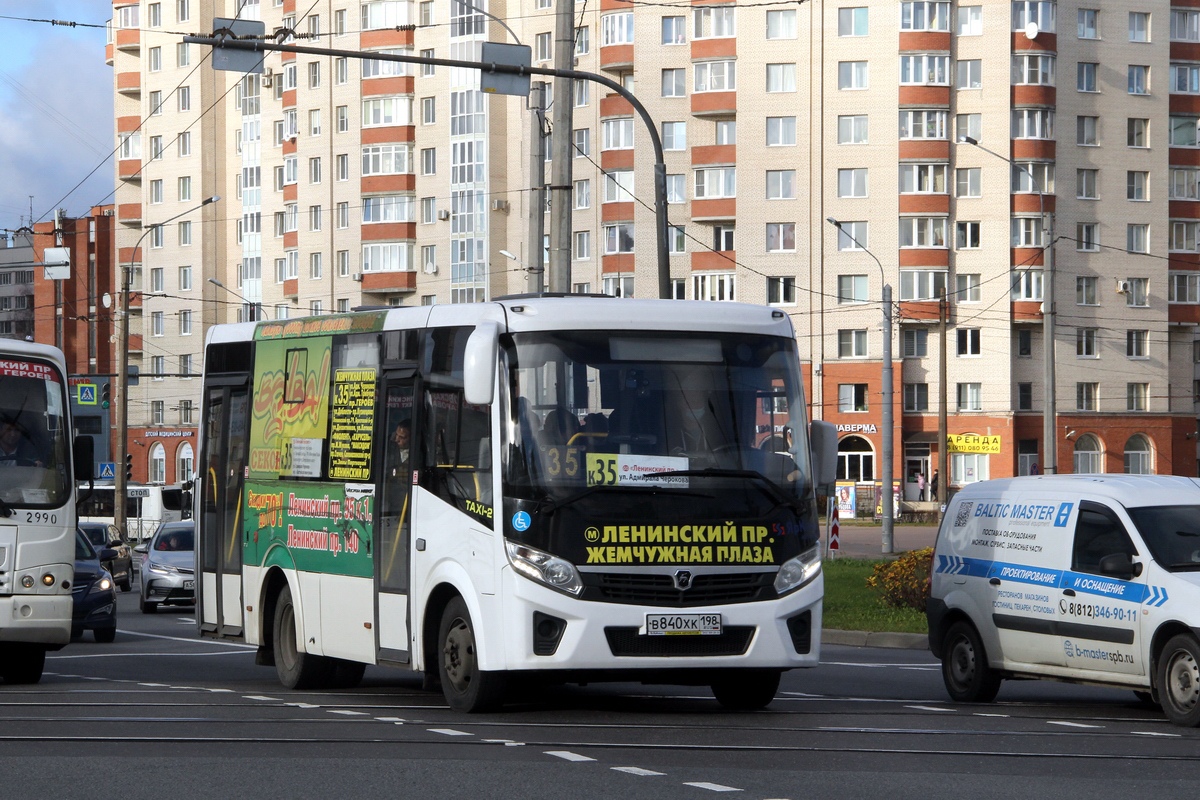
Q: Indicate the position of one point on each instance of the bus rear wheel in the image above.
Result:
(22, 663)
(747, 690)
(295, 669)
(466, 686)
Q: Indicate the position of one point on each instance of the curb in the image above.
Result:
(876, 639)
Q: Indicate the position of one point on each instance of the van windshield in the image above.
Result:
(1173, 535)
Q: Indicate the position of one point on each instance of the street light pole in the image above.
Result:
(123, 370)
(1050, 413)
(887, 510)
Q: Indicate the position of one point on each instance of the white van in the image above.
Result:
(1087, 578)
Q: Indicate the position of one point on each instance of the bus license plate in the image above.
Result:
(683, 625)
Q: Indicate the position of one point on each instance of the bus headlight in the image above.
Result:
(546, 569)
(798, 571)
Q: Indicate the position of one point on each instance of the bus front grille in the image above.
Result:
(732, 641)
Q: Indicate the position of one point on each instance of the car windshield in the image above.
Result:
(1173, 535)
(174, 540)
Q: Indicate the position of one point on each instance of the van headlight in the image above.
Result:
(798, 571)
(543, 567)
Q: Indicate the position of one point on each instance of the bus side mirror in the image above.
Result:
(479, 364)
(84, 457)
(823, 440)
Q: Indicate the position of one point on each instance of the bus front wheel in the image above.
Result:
(295, 669)
(466, 686)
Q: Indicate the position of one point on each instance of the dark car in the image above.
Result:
(168, 567)
(95, 600)
(103, 535)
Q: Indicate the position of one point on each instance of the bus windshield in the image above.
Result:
(34, 447)
(649, 427)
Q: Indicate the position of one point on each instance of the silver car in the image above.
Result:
(168, 567)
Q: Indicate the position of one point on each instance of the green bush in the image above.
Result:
(905, 581)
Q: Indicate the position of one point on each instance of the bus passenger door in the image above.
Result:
(395, 494)
(227, 416)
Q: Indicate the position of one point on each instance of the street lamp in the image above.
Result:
(252, 308)
(1050, 414)
(887, 510)
(123, 368)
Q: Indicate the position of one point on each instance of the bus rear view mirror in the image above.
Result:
(479, 364)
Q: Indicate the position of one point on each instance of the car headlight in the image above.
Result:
(798, 571)
(545, 569)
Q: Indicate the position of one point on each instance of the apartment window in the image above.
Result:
(780, 131)
(1183, 287)
(1089, 23)
(923, 232)
(969, 74)
(852, 182)
(1185, 79)
(967, 181)
(1139, 293)
(1139, 26)
(1085, 290)
(923, 179)
(852, 74)
(780, 77)
(923, 124)
(969, 397)
(852, 235)
(916, 397)
(1087, 236)
(1139, 79)
(851, 288)
(1086, 76)
(970, 20)
(852, 22)
(852, 128)
(1137, 185)
(1137, 239)
(1085, 184)
(781, 184)
(967, 342)
(922, 284)
(852, 343)
(781, 24)
(915, 343)
(675, 83)
(1085, 396)
(714, 76)
(966, 235)
(925, 70)
(675, 30)
(781, 290)
(1086, 131)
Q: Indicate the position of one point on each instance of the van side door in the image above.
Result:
(1098, 608)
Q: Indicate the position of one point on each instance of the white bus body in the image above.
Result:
(585, 489)
(37, 507)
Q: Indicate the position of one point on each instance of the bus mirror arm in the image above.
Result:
(480, 364)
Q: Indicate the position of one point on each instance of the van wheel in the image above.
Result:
(295, 669)
(465, 685)
(1179, 680)
(965, 671)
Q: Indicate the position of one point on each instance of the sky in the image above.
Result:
(55, 109)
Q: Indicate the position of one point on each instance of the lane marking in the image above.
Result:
(635, 770)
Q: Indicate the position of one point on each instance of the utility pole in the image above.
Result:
(561, 161)
(535, 274)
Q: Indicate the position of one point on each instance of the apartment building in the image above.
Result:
(978, 149)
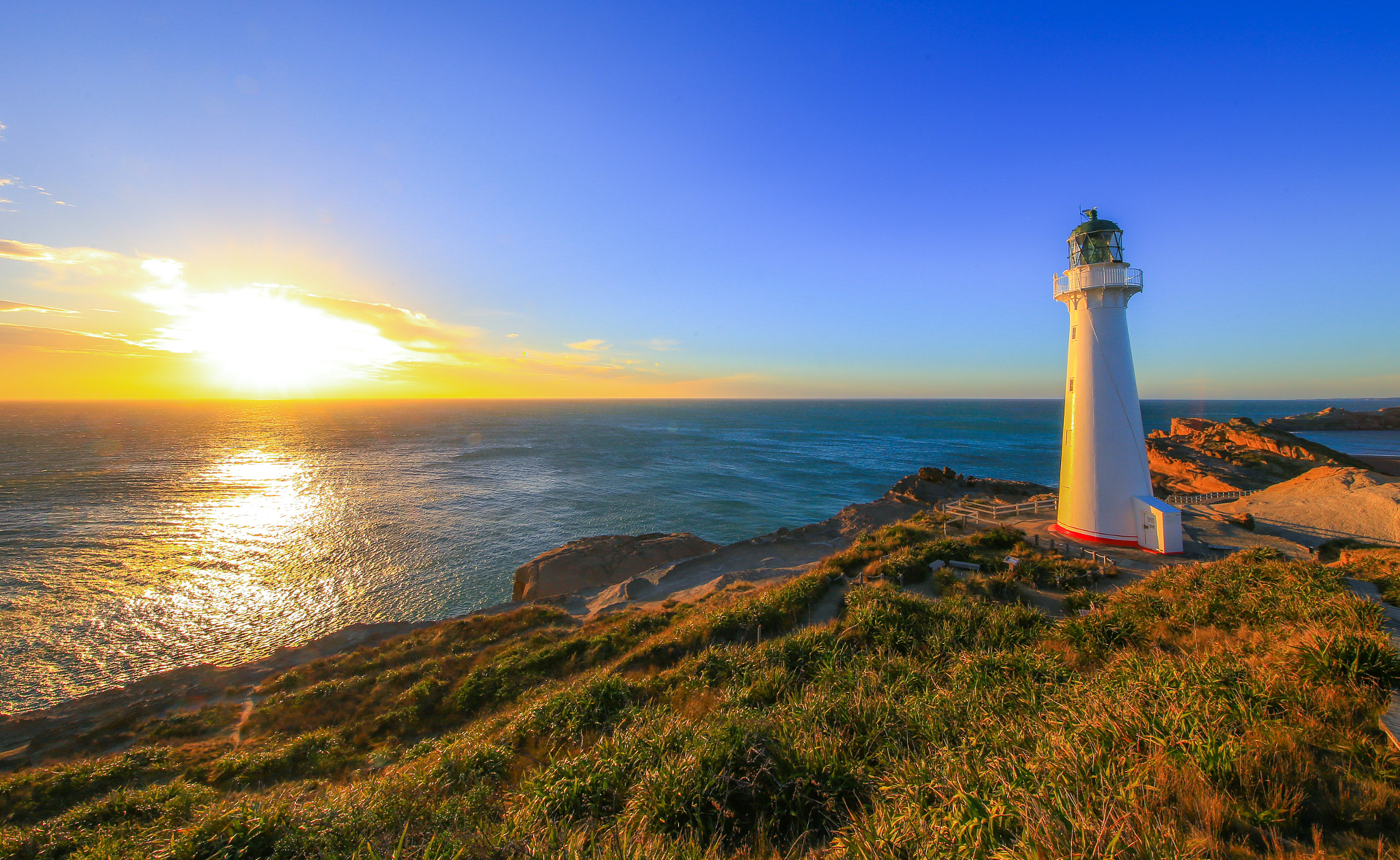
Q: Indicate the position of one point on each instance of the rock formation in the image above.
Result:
(1336, 418)
(1328, 503)
(932, 485)
(1200, 455)
(591, 562)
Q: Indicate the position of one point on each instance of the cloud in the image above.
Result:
(42, 254)
(38, 308)
(65, 340)
(279, 340)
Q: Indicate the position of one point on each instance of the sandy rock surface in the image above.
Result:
(1336, 418)
(602, 561)
(1328, 503)
(1200, 455)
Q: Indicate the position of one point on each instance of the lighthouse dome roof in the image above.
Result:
(1095, 226)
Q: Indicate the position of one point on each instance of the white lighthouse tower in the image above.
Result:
(1105, 483)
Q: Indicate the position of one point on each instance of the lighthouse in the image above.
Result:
(1105, 482)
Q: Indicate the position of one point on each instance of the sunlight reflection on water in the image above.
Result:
(142, 537)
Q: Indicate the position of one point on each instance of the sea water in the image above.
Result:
(143, 537)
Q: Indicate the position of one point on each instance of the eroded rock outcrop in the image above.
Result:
(1328, 503)
(602, 561)
(1200, 455)
(932, 485)
(1336, 418)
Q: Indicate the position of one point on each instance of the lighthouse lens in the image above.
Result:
(1101, 247)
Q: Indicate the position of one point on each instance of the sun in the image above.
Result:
(260, 339)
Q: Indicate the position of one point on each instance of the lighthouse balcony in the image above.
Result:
(1084, 278)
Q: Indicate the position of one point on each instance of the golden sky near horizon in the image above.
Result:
(129, 327)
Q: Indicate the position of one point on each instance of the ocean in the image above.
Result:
(143, 537)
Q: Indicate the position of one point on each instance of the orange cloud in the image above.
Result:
(38, 308)
(265, 339)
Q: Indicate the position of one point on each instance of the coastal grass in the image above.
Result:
(1210, 710)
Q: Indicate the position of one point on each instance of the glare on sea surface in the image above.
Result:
(267, 340)
(255, 507)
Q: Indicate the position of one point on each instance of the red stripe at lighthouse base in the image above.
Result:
(1087, 538)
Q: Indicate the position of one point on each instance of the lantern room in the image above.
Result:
(1095, 241)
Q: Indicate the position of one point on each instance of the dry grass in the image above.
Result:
(1213, 710)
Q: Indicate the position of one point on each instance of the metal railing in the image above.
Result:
(1209, 498)
(1084, 278)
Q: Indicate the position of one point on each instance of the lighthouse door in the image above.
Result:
(1147, 531)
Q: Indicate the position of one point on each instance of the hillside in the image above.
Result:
(1336, 418)
(1224, 709)
(1200, 455)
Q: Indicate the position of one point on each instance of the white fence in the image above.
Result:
(1084, 278)
(984, 510)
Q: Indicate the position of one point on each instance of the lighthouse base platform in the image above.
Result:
(1087, 538)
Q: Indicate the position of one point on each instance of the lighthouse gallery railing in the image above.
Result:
(1091, 276)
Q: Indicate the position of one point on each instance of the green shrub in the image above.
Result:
(593, 705)
(737, 782)
(38, 793)
(1351, 660)
(314, 754)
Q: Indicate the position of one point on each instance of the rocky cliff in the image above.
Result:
(1336, 418)
(604, 561)
(1200, 455)
(1325, 505)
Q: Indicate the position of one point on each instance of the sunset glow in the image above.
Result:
(262, 340)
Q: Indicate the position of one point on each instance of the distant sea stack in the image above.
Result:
(1336, 418)
(1200, 455)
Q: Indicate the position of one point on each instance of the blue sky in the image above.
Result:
(761, 199)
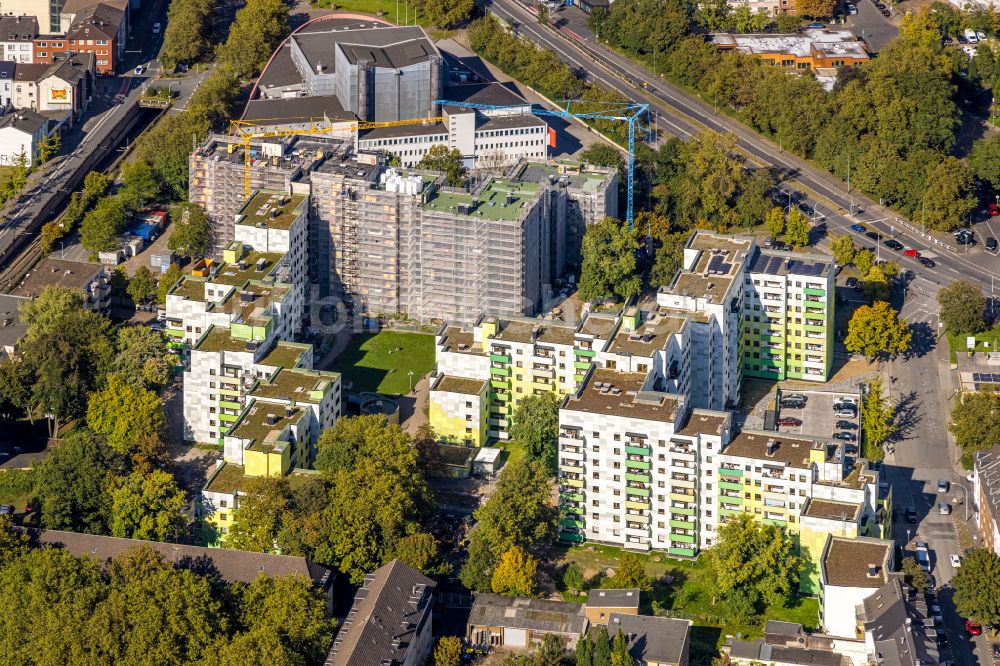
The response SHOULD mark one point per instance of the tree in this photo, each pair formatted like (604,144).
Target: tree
(103,225)
(843,249)
(125,413)
(73,482)
(876,330)
(963,308)
(147,506)
(551,652)
(876,420)
(950,194)
(514,575)
(141,357)
(585,650)
(139,184)
(755,562)
(619,651)
(914,574)
(447,13)
(448,161)
(602,648)
(518,513)
(977,587)
(262,514)
(975,421)
(166,282)
(142,286)
(573,579)
(985,160)
(775,221)
(609,262)
(420,551)
(797,231)
(631,573)
(536,427)
(448,651)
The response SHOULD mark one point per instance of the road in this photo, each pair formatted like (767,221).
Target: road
(683,115)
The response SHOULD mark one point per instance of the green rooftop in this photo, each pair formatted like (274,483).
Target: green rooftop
(491,202)
(285,354)
(228,479)
(220,339)
(295,385)
(253,425)
(233,275)
(275,210)
(190,288)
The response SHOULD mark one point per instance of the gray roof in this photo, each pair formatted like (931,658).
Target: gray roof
(11,328)
(761,651)
(560,617)
(613,598)
(18,28)
(231,565)
(653,639)
(26,120)
(385,616)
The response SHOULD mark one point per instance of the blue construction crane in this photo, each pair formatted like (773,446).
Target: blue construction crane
(628,112)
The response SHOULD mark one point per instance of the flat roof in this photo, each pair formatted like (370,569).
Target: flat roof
(51,271)
(847,562)
(275,210)
(793,451)
(452,384)
(295,384)
(620,394)
(650,337)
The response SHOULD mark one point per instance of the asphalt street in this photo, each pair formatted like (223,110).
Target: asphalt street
(680,114)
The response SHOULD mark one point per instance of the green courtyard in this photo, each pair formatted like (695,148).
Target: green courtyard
(381,363)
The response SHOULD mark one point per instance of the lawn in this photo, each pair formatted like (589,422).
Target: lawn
(382,362)
(985,341)
(684,589)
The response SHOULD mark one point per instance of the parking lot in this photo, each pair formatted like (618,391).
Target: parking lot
(817,416)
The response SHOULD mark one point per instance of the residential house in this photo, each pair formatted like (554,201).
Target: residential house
(521,624)
(22,132)
(17,34)
(390,621)
(653,641)
(851,570)
(601,604)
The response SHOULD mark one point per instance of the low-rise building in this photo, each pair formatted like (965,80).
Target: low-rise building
(389,622)
(89,279)
(521,624)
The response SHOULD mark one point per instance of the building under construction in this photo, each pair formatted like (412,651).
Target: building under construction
(389,240)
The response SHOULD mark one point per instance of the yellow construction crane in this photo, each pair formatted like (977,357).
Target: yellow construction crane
(246,131)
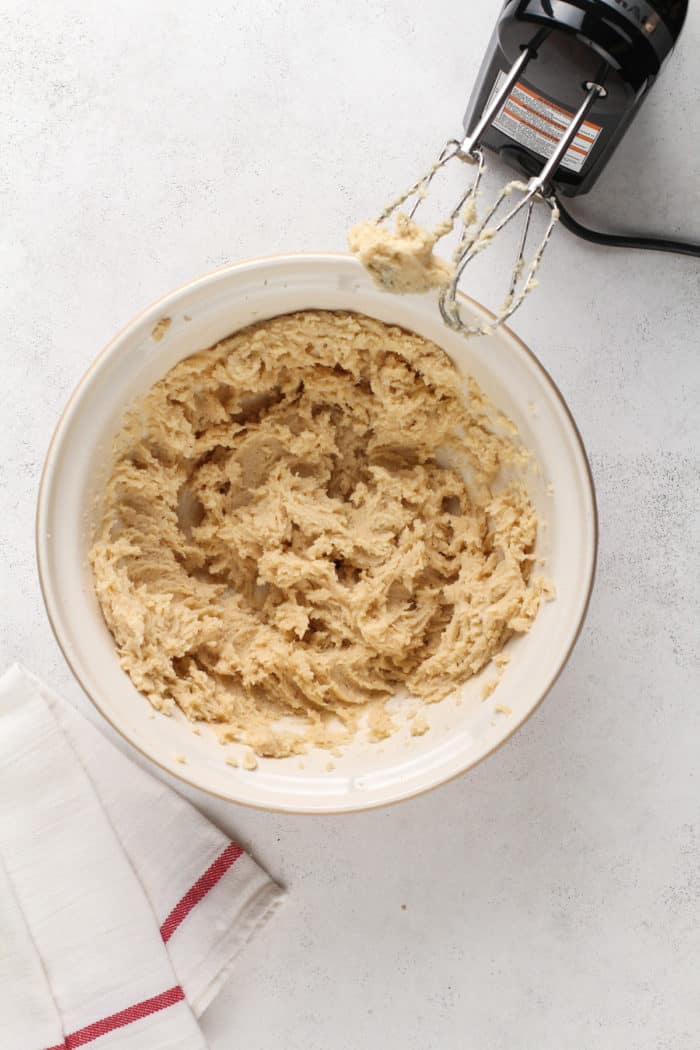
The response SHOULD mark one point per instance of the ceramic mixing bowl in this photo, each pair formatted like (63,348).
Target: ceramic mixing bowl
(464,729)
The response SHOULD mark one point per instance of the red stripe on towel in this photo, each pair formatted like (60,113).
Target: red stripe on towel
(214,873)
(135,1012)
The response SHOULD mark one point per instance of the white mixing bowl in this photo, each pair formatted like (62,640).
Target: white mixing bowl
(464,729)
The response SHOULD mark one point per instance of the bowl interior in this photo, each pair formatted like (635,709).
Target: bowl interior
(464,728)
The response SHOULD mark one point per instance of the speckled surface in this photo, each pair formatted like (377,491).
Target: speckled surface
(552,897)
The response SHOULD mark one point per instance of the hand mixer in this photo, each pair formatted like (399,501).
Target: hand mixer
(560,83)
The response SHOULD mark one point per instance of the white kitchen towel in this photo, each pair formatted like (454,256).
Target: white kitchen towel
(122,908)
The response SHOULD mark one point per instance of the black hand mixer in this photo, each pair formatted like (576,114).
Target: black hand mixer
(559,85)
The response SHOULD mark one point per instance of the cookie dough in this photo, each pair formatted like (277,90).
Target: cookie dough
(401,259)
(305,518)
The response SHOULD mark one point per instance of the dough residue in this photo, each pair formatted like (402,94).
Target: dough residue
(401,259)
(305,518)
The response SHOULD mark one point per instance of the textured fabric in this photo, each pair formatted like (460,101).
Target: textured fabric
(121,907)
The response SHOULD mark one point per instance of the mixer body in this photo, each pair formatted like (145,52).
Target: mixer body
(620,44)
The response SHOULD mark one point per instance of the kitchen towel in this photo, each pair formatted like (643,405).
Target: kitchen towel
(122,908)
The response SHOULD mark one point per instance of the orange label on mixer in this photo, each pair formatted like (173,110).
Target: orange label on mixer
(535,122)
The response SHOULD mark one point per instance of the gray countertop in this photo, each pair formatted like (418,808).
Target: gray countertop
(550,899)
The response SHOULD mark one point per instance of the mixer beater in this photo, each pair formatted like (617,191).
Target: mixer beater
(559,85)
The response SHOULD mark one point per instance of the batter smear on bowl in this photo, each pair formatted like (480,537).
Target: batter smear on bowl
(305,518)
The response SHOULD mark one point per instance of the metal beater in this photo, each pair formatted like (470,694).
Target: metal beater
(587,58)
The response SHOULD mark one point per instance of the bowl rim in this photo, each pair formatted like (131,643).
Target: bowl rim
(46,469)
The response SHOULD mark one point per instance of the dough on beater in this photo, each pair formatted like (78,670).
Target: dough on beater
(401,259)
(305,518)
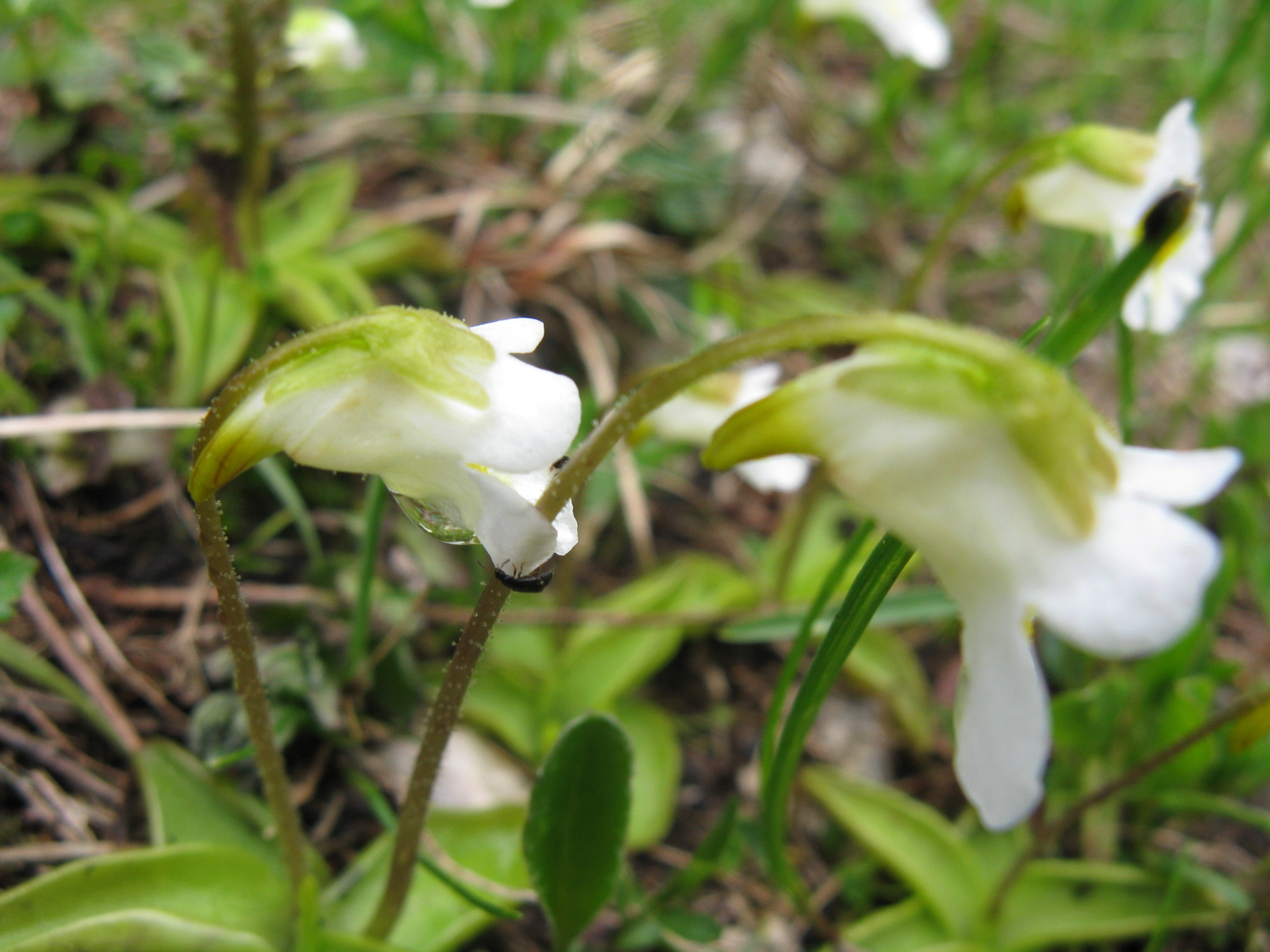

-------

WHAT THE TASK ASKS
State how many lines of the records above contain the string "mixer", treating case as significant. Give only the number.

RESPONSE
10